## Document passage
UK: Current Trends In Construction Dispute Resolution

Last Updated: 21 November 2006
Article by Simon Konsta

Arbitration, the darling of the ’90s, subsequently lost favour. Is it now making a comeback with the "100 day" arbitration procedure, or the availability of experienced construction judges as arbitrators? The court back-log used to deter many, but the Civil Procedure Rules have undoubtedly streamlined the litigation process. The Technology and Construction Court has more capacity than ever. Is this winning back combatants, or do the ever higher court fees deter? Will the new runners, adjudication, mediation and Dispute Boards ("DBs") continue to attract?

We consider the different methods of resolving construction disputes, and the implications for those concerned and their insurers.


Traditionally, construction disputes were always litigated, the favoured forum being the Official Referees’ court, renamed the Technology and Construction Court ("TCC") in 1998. Over the last 10 years, however, the number of claims issued has fallen from over 1,700 in 1995 to around 390 in 2004.

## Extracted information

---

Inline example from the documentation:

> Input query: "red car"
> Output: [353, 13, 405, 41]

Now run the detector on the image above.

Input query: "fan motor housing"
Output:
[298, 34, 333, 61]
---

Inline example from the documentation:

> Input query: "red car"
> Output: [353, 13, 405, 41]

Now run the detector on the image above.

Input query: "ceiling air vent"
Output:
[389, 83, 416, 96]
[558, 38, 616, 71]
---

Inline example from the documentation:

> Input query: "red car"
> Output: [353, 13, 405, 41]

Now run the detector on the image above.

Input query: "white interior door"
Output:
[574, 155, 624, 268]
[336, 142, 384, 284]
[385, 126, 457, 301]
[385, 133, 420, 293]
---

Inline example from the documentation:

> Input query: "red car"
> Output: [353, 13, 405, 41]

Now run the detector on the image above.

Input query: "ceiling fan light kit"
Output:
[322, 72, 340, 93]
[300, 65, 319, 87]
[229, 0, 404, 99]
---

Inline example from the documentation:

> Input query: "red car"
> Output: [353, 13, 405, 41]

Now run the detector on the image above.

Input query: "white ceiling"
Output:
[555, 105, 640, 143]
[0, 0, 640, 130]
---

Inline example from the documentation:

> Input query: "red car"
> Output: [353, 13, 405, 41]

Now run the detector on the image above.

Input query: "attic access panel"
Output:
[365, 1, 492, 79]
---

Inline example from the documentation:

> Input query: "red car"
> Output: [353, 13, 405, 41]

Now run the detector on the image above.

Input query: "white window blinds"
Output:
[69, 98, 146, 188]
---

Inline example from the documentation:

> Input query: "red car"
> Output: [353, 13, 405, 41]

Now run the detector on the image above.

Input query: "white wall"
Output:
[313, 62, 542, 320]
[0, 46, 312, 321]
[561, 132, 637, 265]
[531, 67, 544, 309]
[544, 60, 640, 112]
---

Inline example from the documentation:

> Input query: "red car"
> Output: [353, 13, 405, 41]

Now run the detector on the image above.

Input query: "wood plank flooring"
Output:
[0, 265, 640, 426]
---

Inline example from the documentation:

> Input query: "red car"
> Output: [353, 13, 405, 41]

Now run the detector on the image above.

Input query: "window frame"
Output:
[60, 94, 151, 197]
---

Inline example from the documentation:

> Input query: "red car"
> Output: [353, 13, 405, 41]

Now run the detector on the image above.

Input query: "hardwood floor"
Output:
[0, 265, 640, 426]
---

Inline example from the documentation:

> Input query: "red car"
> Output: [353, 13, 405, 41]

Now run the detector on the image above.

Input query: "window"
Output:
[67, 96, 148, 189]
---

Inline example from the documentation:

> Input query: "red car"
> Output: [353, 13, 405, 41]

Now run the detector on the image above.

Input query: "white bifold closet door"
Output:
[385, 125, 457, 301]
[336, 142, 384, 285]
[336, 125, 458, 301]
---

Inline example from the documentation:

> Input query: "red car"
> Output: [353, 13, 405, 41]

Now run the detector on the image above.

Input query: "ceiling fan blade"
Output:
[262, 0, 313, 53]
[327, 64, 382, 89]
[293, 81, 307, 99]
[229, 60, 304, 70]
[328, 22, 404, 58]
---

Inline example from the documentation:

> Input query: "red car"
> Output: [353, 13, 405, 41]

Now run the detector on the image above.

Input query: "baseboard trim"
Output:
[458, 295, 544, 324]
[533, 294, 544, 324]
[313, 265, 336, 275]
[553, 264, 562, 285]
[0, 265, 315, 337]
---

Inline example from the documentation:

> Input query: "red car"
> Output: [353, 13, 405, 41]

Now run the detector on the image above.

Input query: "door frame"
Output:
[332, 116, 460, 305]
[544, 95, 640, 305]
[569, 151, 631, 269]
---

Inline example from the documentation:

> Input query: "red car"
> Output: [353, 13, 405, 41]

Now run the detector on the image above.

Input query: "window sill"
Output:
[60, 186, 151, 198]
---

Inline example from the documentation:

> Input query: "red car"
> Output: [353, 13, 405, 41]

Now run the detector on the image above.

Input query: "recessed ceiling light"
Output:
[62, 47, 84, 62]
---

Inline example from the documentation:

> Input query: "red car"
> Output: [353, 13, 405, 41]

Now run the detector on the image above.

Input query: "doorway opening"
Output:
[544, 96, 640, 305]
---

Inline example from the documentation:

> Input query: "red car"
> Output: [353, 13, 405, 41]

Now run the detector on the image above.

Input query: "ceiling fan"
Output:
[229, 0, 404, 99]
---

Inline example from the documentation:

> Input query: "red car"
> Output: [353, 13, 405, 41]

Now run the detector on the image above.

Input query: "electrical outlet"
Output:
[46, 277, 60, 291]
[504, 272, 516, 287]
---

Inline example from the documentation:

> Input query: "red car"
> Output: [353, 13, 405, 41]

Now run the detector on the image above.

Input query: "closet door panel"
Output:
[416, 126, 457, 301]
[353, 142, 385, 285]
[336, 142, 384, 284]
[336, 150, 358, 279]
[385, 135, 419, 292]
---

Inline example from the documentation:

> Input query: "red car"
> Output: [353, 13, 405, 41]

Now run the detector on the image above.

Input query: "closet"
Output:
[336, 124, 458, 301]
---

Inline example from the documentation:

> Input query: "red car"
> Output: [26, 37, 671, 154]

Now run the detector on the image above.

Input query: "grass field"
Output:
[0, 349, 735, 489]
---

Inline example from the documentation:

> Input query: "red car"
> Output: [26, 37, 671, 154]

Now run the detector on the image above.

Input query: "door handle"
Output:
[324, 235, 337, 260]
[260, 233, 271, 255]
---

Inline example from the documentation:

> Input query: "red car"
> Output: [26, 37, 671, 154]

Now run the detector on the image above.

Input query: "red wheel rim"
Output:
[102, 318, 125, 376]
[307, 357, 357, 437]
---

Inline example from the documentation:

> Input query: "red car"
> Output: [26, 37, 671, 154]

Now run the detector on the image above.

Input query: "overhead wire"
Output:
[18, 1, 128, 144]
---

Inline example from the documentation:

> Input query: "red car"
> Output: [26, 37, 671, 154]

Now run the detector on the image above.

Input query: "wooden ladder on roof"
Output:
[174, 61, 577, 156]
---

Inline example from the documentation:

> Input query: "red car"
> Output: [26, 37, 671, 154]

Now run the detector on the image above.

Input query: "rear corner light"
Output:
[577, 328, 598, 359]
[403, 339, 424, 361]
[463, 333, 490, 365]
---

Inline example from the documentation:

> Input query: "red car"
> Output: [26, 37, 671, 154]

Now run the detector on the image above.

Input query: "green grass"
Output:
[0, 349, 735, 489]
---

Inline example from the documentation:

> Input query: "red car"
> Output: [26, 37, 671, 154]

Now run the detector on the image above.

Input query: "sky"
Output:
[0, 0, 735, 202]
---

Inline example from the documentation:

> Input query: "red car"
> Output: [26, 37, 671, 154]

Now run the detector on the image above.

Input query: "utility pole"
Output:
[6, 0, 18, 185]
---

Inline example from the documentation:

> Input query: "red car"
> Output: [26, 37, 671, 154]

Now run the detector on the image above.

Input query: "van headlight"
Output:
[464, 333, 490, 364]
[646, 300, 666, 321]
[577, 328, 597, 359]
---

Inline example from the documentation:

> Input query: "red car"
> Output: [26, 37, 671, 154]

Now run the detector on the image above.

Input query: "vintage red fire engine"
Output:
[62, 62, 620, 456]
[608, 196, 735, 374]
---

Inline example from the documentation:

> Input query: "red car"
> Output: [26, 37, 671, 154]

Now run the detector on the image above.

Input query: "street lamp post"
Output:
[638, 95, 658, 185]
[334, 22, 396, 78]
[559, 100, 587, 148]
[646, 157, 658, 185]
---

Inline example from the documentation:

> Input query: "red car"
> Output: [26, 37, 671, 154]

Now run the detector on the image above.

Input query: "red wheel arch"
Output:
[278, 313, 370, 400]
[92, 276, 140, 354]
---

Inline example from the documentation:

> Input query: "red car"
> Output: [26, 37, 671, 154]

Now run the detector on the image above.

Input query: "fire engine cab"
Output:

## Exercise prompt
Update the article on construction dispute resolution, starting with "UK: Current Trends" and going on through "and their insurers.", so that "mediation" is replaced by "conciliation". Draw solely on the article and not on the records.

## Answer to the exercise
UK: Current Trends In Construction Dispute Resolution

Last Updated: 21 November 2006
Article by Simon Konsta

Arbitration, the darling of the ’90s, subsequently lost favour. Is it now making a comeback with the "100 day" arbitration procedure, or the availability of experienced construction judges as arbitrators? The court back-log used to deter many, but the Civil Procedure Rules have undoubtedly streamlined the litigation process. The Technology and Construction Court has more capacity than ever. Is this winning back combatants, or do the ever higher court fees deter? Will the new runners, adjudication, conciliation and Dispute Boards ("DBs") continue to attract?

We consider the different methods of resolving construction disputes, and the implications for those concerned and their insurers.